• [Activity]: Please retype each of the items below, line for line, with no changes.

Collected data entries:
# # # #
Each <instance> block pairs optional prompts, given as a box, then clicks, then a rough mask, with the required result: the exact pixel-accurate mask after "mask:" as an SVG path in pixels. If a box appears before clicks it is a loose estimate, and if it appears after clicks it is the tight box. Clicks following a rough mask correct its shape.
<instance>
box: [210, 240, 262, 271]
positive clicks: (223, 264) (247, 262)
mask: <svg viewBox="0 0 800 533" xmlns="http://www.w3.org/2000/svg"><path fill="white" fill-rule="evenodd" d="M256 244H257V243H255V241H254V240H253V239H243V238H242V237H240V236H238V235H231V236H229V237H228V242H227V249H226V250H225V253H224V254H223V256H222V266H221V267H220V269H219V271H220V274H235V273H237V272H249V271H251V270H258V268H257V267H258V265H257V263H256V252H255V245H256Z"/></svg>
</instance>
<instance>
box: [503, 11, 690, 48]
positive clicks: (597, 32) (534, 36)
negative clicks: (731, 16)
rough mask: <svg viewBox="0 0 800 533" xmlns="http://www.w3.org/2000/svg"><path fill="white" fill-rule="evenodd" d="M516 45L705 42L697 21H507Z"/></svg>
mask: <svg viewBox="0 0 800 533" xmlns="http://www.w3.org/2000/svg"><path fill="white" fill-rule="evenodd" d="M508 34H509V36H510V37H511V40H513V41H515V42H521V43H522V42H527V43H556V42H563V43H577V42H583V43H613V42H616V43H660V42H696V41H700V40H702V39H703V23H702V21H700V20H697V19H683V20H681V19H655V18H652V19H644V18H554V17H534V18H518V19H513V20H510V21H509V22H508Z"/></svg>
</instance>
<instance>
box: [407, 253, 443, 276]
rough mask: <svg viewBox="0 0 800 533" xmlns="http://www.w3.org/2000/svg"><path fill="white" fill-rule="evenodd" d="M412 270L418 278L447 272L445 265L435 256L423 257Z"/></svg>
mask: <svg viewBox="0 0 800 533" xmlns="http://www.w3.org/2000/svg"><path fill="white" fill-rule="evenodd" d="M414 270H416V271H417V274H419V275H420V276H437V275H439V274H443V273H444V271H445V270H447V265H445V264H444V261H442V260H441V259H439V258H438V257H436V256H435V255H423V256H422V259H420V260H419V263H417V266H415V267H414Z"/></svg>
# # # #
• [Solved problem]:
Each <instance> block pairs optional prompts, given as a box, then clicks, then a rough mask, with the required result: the exact pixel-accurate mask after "mask:" as an SVG path in pixels. If a box appears before clicks it is a loose estimate, and if it appears after clicks it is the tight box. Clicks following a rough mask correct its shape.
<instance>
box: [210, 240, 262, 271]
positive clicks: (223, 264) (247, 262)
mask: <svg viewBox="0 0 800 533" xmlns="http://www.w3.org/2000/svg"><path fill="white" fill-rule="evenodd" d="M256 244H257V243H255V241H254V240H253V239H243V238H242V237H240V236H238V235H231V236H229V237H228V242H227V249H226V250H225V253H224V254H223V256H222V266H221V267H220V269H219V271H220V274H235V273H237V272H249V271H251V270H258V268H257V267H258V265H257V263H256V252H255V245H256Z"/></svg>
</instance>
<instance>
box: [503, 11, 690, 48]
positive clicks: (597, 32) (534, 36)
negative clicks: (731, 16)
rough mask: <svg viewBox="0 0 800 533" xmlns="http://www.w3.org/2000/svg"><path fill="white" fill-rule="evenodd" d="M516 45L705 42L697 21H507Z"/></svg>
mask: <svg viewBox="0 0 800 533" xmlns="http://www.w3.org/2000/svg"><path fill="white" fill-rule="evenodd" d="M508 34H509V36H510V37H511V40H513V41H515V42H521V43H522V42H527V43H556V42H563V43H577V42H583V43H613V42H616V43H660V42H696V41H700V40H702V39H703V23H702V21H700V20H697V19H683V20H681V19H655V18H652V19H644V18H554V17H534V18H518V19H513V20H510V21H509V22H508Z"/></svg>
</instance>
<instance>
box: [407, 253, 443, 276]
rough mask: <svg viewBox="0 0 800 533" xmlns="http://www.w3.org/2000/svg"><path fill="white" fill-rule="evenodd" d="M412 270L418 278L447 272L445 265L435 256L423 257Z"/></svg>
mask: <svg viewBox="0 0 800 533" xmlns="http://www.w3.org/2000/svg"><path fill="white" fill-rule="evenodd" d="M414 270H416V271H417V274H419V275H420V276H437V275H439V274H443V273H444V271H445V270H447V265H445V264H444V261H442V260H441V259H439V258H438V257H436V256H435V255H423V256H422V259H420V260H419V263H417V266H415V267H414Z"/></svg>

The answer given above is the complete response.